▶ Task directions
Nothing but the lines from the start of the entries below through the line containing "Give the outline of every instance of the blue metal" should appear in the answer, copied exactly and free of pictures.

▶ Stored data
________________________

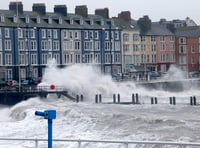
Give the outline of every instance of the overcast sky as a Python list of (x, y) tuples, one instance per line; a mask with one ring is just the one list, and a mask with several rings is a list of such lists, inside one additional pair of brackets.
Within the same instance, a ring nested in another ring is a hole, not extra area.
[[(129, 10), (133, 19), (148, 15), (152, 21), (190, 17), (200, 25), (200, 0), (12, 0), (21, 1), (24, 10), (32, 10), (33, 3), (45, 3), (46, 10), (53, 12), (54, 5), (65, 4), (69, 13), (76, 5), (87, 5), (90, 14), (97, 8), (109, 8), (110, 17)], [(9, 8), (9, 0), (1, 0), (0, 9)]]

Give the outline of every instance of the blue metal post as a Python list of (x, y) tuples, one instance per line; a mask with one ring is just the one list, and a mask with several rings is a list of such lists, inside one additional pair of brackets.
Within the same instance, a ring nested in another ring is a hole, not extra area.
[(35, 115), (42, 116), (44, 119), (48, 119), (48, 148), (52, 148), (52, 124), (53, 119), (56, 119), (55, 110), (46, 110), (44, 112), (36, 111)]
[(52, 119), (48, 119), (48, 148), (52, 148)]

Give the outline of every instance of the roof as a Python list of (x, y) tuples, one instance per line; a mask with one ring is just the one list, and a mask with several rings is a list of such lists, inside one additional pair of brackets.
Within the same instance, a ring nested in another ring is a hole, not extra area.
[(160, 24), (158, 22), (153, 22), (151, 24), (151, 29), (148, 30), (145, 35), (155, 35), (155, 36), (167, 36), (167, 35), (174, 35), (165, 24)]
[(200, 26), (182, 27), (176, 30), (176, 36), (200, 37)]

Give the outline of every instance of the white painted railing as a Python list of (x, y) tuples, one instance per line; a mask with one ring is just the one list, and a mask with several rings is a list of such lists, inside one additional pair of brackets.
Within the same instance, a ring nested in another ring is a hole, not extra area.
[[(39, 142), (47, 142), (47, 139), (23, 139), (23, 138), (0, 138), (0, 141), (28, 141), (34, 142), (35, 148), (39, 148)], [(199, 148), (200, 143), (192, 143), (192, 142), (169, 142), (169, 141), (117, 141), (117, 140), (81, 140), (81, 139), (53, 139), (54, 145), (56, 142), (64, 142), (64, 143), (77, 143), (77, 148), (82, 148), (83, 143), (105, 143), (105, 144), (122, 144), (124, 148), (129, 148), (131, 145), (142, 144), (142, 145), (159, 145), (160, 147), (164, 146), (178, 146), (180, 148), (186, 148), (188, 146), (192, 146), (192, 148)], [(0, 143), (1, 146), (1, 143)]]

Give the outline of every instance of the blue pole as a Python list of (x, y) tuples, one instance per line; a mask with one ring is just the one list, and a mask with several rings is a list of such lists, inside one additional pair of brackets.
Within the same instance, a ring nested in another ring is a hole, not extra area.
[(52, 148), (52, 119), (48, 119), (48, 148)]
[(44, 119), (48, 119), (48, 148), (52, 148), (52, 124), (53, 119), (56, 119), (55, 110), (46, 110), (44, 112), (36, 111), (35, 115), (42, 116)]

________________________

▶ Answer area
Give the outline of every instance of the overcast sky as a Python list of (x, y) tuples, one instance per line; a mask with one ring is just the one list, and a mask with several rings is a list of such lists, inside one additional pair of brackets.
Within the same instance, a ring nested in another ring is a hole, not extra area.
[[(129, 10), (133, 19), (148, 15), (152, 21), (190, 17), (200, 25), (200, 0), (12, 0), (21, 1), (24, 10), (32, 10), (33, 3), (45, 3), (46, 10), (53, 12), (54, 5), (65, 4), (69, 13), (76, 5), (87, 5), (90, 14), (97, 8), (109, 8), (110, 17)], [(9, 8), (9, 0), (1, 0), (0, 9)]]

Give the outline of every instance of the blue metal post as a Python list of (x, y) tuples, one instance per line; a mask with one ring is just the one list, and a mask with several rings is a list of such lists, inside one additional pair of brackets.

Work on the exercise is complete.